§ **TO DO**
Keep only the lines of the records that contain the string "left". Case counts.

(Dataset excerpt)
----

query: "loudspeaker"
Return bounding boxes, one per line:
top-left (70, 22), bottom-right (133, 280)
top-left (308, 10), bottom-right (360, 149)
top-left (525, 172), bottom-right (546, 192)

----

§ **RESPONSE TO THE EXERCISE**
top-left (70, 22), bottom-right (133, 280)
top-left (308, 10), bottom-right (360, 149)
top-left (525, 172), bottom-right (546, 192)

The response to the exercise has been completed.